--- start ---

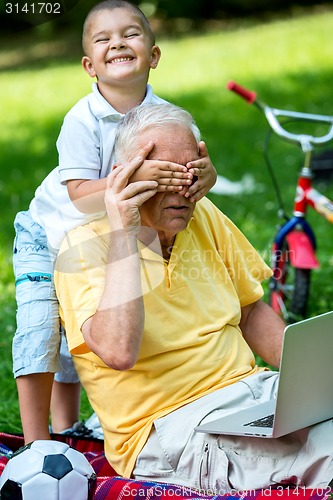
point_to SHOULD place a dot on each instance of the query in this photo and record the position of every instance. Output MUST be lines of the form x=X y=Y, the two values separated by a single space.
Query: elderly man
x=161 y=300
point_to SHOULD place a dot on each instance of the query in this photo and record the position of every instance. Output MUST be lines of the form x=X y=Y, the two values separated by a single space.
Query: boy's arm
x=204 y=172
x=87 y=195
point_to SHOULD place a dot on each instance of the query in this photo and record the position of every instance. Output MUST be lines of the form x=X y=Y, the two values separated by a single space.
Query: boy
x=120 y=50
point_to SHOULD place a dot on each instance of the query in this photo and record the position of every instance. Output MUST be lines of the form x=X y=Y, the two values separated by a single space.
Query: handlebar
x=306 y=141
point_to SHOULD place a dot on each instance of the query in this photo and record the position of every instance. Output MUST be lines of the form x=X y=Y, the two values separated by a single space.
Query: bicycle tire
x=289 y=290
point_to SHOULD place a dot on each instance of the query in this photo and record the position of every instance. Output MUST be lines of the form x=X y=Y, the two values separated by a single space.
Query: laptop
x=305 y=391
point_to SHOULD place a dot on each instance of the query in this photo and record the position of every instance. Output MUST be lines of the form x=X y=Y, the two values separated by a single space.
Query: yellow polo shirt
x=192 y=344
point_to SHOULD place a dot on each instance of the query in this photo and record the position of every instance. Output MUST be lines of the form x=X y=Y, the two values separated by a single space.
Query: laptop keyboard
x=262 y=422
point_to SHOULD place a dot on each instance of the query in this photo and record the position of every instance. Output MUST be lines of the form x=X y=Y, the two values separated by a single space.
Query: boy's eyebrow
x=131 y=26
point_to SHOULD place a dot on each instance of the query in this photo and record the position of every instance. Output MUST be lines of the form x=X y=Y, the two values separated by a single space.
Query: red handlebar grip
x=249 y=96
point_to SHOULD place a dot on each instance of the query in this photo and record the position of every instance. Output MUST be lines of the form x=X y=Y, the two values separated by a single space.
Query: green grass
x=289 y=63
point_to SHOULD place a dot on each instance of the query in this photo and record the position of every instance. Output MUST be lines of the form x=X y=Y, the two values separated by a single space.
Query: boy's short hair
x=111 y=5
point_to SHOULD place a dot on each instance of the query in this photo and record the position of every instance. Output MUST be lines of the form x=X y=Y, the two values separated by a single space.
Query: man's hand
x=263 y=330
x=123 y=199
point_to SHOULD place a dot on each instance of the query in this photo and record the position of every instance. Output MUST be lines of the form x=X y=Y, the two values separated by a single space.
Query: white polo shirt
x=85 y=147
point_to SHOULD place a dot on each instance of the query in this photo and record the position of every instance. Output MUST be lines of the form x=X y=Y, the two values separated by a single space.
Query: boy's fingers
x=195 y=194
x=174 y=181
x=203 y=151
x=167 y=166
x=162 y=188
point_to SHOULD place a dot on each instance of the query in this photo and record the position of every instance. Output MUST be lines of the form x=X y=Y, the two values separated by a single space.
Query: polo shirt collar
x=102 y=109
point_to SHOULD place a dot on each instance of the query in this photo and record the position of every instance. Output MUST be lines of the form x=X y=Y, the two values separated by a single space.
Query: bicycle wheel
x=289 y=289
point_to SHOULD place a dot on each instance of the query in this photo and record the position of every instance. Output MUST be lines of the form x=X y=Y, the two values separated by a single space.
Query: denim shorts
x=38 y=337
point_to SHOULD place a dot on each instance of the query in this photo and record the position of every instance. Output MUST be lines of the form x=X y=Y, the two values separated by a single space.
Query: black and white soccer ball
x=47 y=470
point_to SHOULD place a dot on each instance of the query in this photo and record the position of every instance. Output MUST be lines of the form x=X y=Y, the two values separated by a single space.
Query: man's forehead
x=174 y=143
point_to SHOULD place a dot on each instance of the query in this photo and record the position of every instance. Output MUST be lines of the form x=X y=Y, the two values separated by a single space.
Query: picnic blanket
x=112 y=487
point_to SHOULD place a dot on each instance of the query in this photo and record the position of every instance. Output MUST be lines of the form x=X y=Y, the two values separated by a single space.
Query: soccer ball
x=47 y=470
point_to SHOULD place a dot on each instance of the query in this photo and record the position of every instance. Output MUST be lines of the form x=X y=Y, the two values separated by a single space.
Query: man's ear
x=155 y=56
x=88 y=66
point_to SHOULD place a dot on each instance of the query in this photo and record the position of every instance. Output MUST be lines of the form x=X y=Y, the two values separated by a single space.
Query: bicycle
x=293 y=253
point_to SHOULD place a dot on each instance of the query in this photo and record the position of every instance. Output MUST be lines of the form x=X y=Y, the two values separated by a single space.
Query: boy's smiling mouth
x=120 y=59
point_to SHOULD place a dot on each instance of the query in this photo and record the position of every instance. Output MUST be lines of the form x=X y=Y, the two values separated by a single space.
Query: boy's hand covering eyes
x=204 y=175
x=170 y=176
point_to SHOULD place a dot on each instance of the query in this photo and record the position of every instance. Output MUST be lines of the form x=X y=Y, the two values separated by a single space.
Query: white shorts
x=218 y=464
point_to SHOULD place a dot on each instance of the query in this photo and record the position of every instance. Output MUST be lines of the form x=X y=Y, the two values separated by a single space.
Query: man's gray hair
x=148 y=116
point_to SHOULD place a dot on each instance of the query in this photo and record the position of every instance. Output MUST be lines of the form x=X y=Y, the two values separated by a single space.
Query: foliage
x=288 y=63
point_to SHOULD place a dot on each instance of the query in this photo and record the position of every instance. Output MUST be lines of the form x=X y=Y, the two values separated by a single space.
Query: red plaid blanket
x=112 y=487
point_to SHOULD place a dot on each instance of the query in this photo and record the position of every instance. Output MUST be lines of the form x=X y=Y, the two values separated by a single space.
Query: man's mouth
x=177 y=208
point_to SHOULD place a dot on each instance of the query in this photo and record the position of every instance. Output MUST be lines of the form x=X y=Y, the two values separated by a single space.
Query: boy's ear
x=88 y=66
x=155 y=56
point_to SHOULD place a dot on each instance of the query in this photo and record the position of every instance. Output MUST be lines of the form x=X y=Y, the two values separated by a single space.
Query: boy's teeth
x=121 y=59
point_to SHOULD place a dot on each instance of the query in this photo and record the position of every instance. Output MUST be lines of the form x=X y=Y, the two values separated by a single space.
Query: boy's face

--- end ---

◆ **EXERCISE PROMPT**
Copy out every line of the records above word for word, leaving out the pictures.

◆ **FULL OUTPUT**
point_to SHOULD place a dot on each instance of the query in this photo and record the position of every instance. Output MUST be lines of the form x=X y=Y, the two values separated by a single space.
Query: elderly man
x=161 y=300
point_to SHOULD place a dot on each instance of the query in this photo and record the position of every instance. Output MUST be lines of the form x=X y=Y, the two values separated by a single space.
Query: boy's arm
x=204 y=172
x=87 y=195
point_to SHOULD place a dot on each instance of the query in this photo and record the position of every instance. Output MUST be lines of the form x=X y=Y, the two values separated by a single space.
Query: boy
x=120 y=50
point_to SHOULD place a dot on each instance of the query in this photo and record the position of every instance. Output MUST be lines of the form x=X y=Y, the two values separated by a single space.
Query: handlebar
x=306 y=141
point_to SHOULD place a dot on each instance of the query in this photo and record the position of every instance. Output MUST be lines of the form x=X y=Y, the two values separated by a single space.
Query: bicycle tire
x=289 y=290
point_to SHOULD place a dot on each instance of the query in this photo and record the position of every instance. Output MUST be lines of the form x=X y=Y, the two values separated by a single space.
Query: laptop
x=305 y=391
point_to SHOULD place a dot on each instance of the query in this photo and record the position of every instance. Output MUST be lines of the form x=X y=Y, the two values separated by a single space.
Query: yellow polo shirt
x=192 y=344
point_to SHOULD place a dot on each instance of the query in this photo and record the position of every instance. Output MUST be lines of the form x=X y=Y, the two values separated by a single space.
Query: laptop keyboard
x=262 y=422
point_to SHOULD place a dot on each instance of the query in this photo and record the position of every instance. Output MUST be lines of the form x=X y=Y, the two values separated by a single space.
Query: boy's eyebrow
x=131 y=26
point_to SHOULD place a dot on each instance of the query in this photo and record the position of every instance. Output MUST be lines of the form x=X y=Y, the two values separated by a single space.
Query: red handlebar grip
x=249 y=96
point_to SHOULD place a dot on each instance of the query in this photo and record the position of every instance. Output MUST be lines of the form x=X y=Y, the two values separated by a single space.
Query: green grass
x=289 y=63
point_to SHOULD place a dot on each instance of the query in this photo and record the position of every instance. Output MUST be lines of the form x=X y=Y, the two values separated by a single space.
Query: boy's short hair
x=111 y=5
point_to SHOULD place a dot on each instance of the query in this photo and record the position of every instance. Output MUST be lines of the form x=X y=Y, the two values separated by a single space.
Query: man's hand
x=263 y=330
x=123 y=199
point_to SHOULD place a dot on each instance of the query in this photo and record the position of every instance. Output MUST be lines of the form x=X y=Y, the two values separated by a single space.
Query: white polo shirt
x=85 y=147
point_to SHOULD place a dot on each instance of the query in this photo and record the position of every instance. Output MUST be lines of the form x=X y=Y, the two values separated by a single space.
Query: boy's fingers
x=195 y=194
x=174 y=181
x=203 y=151
x=167 y=166
x=162 y=188
point_to SHOULD place a dot on each instance of the query in this photo and record the position of every instance. Output MUST be lines of the form x=X y=Y, the two values separated by a single space.
Query: polo shirt collar
x=102 y=109
point_to SHOULD place a dot on each instance of the query in this photo and record the position of every instance. Output MUST be lines of the form x=X y=Y, the two values separated by a single space.
Query: bicycle wheel
x=289 y=289
point_to SHOULD place a dot on each instance of the query in this photo and record the position of every instance. Output MUST be lines of the form x=X y=Y, the two values separated by a single space.
Query: denim shorts
x=38 y=337
point_to SHOULD place a dot on each instance of the query in this photo and record the position of every instance. Output MUST be lines of the form x=X y=Y, the two values separated by a single space.
Query: black and white soccer ball
x=47 y=470
point_to SHOULD place a dot on each instance of the query in this photo and record the position of every instance. Output MUST be lines of the form x=X y=Y, the two values separated by a single space.
Query: man's forehead
x=174 y=143
point_to SHOULD place a dot on each instance of the query in this photo and record the position of every instance. Output MUST be lines of the form x=X y=Y, the two values separated by a single space.
Query: picnic blanket
x=112 y=487
point_to SHOULD place a dot on each instance of the query in this photo and record the position of every instance. Output MUST be lines of the form x=X y=Y, the two values separated by a single space.
Query: soccer ball
x=47 y=470
point_to SHOULD place a dot on each instance of the query in this photo and record the position of every instance. Output MUST be lines of the form x=X y=Y, the two values separated by a single space.
Query: man's ear
x=155 y=56
x=88 y=66
point_to SHOULD place a dot on each instance of the query in this photo and record the position of every instance. Output MUST be lines of the form x=X y=Y, the two values separated by a single space.
Query: bicycle
x=293 y=253
point_to SHOULD place a dot on each instance of the query in this photo and record the position of every instance. Output MUST be lines of the form x=X y=Y, the two values separated by a single space.
Query: boy's smiling mouth
x=120 y=59
point_to SHOULD place a dot on each instance of the query in this photo and record the position of every instance. Output MUST be lines of the form x=X y=Y, the two values separated by a single space.
Query: boy's hand covering eyes
x=204 y=175
x=170 y=176
point_to SHOULD place a dot on each instance of the query in this photo and record the position of every instance. Output MUST be lines of the form x=X y=Y, the two values separated by a single space.
Query: white shorts
x=218 y=464
point_to SHOULD place a dot on each instance of the query in this photo and record the position of every instance. Output MUST be lines of the form x=X y=Y, the two values separated by a single space.
Query: man's gray hair
x=148 y=116
point_to SHOULD place a dot on each instance of the query in this photo and record the position of every instance. Output MUST be lines of the form x=X y=Y, the two values separated by a single space.
Query: foliage
x=288 y=63
point_to SHOULD place a dot on each instance of the query in this photo and record the position of every instance. Output MUST be lines of the form x=X y=Y, the two values separated by a single space.
Query: red plaid blanket
x=112 y=487
point_to SHOULD place a dot on each instance of the query in this photo and record the position of every instance. Output MUST be lines of the form x=X y=Y, the two values separated by a single space.
Query: man's mouth
x=177 y=208
point_to SHOULD place a dot on each instance of the query in this photo and record the position of every instance. Output MUST be lines of the form x=X y=Y, the two values separated by a single space.
Query: boy's ear
x=88 y=66
x=155 y=56
point_to SHOULD place a dot on each instance of the query in this photo and record the position of every instance. Output MUST be lines of the form x=X y=Y, the two values separated by a single space.
Query: boy's teeth
x=121 y=59
point_to SHOULD place a dot on each instance of the query in this photo and record the position of every instance. Output MUST be lines of the form x=X y=Y, the two values separated by a single space.
Query: boy's face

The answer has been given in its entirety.